--- EXERCISE OBJECTIVE ---
Copy out, character for character, every line from the one containing "</instance>" down to the one containing "positive clicks: (2255, 841) (1899, 235)", including both of those lines.
== PROVIDED DATA ==
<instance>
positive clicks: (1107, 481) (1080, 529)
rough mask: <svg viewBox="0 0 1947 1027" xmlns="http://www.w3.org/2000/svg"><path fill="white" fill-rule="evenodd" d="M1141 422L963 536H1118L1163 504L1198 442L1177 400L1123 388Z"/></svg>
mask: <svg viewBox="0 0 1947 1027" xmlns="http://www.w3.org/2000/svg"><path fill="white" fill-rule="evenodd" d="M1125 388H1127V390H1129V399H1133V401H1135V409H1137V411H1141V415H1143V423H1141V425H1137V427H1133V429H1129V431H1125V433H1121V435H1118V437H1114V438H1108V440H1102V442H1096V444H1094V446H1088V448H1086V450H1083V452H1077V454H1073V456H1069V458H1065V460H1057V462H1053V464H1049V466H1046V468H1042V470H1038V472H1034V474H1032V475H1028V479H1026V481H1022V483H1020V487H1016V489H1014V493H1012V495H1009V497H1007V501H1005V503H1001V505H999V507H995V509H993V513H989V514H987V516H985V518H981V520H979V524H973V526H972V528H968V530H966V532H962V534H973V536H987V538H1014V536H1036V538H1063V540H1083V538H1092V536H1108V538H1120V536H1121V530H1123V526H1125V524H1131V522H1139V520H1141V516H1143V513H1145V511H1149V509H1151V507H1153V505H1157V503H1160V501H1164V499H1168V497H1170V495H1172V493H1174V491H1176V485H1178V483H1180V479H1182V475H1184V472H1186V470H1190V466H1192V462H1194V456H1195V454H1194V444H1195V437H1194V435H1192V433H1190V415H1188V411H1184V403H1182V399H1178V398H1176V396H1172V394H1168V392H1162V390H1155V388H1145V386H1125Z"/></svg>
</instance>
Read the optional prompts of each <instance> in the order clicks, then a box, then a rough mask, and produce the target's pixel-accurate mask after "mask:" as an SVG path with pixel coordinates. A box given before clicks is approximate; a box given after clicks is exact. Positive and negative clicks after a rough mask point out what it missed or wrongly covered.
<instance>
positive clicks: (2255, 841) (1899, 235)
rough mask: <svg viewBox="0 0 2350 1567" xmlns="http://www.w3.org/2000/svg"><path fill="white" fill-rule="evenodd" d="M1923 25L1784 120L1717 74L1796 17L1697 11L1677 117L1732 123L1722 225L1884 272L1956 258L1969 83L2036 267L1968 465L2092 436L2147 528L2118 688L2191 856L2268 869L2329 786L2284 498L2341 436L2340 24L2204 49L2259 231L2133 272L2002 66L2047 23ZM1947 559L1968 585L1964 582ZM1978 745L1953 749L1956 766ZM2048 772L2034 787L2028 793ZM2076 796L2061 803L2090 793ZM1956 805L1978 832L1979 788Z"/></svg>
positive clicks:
===
--- REPLY TO THE EXERCISE ---
</instance>
Read the optional prompts of each <instance> in the order clicks, then a box, then a rough mask, and produce the target's pixel-accurate mask after "mask:" as an SVG path with pixel coordinates. A box given before clicks is approximate; a box given after clicks is exact. Positive and negative clicks after a rough mask point out what it missed or wrongly covered.
<instance>
positive clicks: (2255, 841) (1899, 235)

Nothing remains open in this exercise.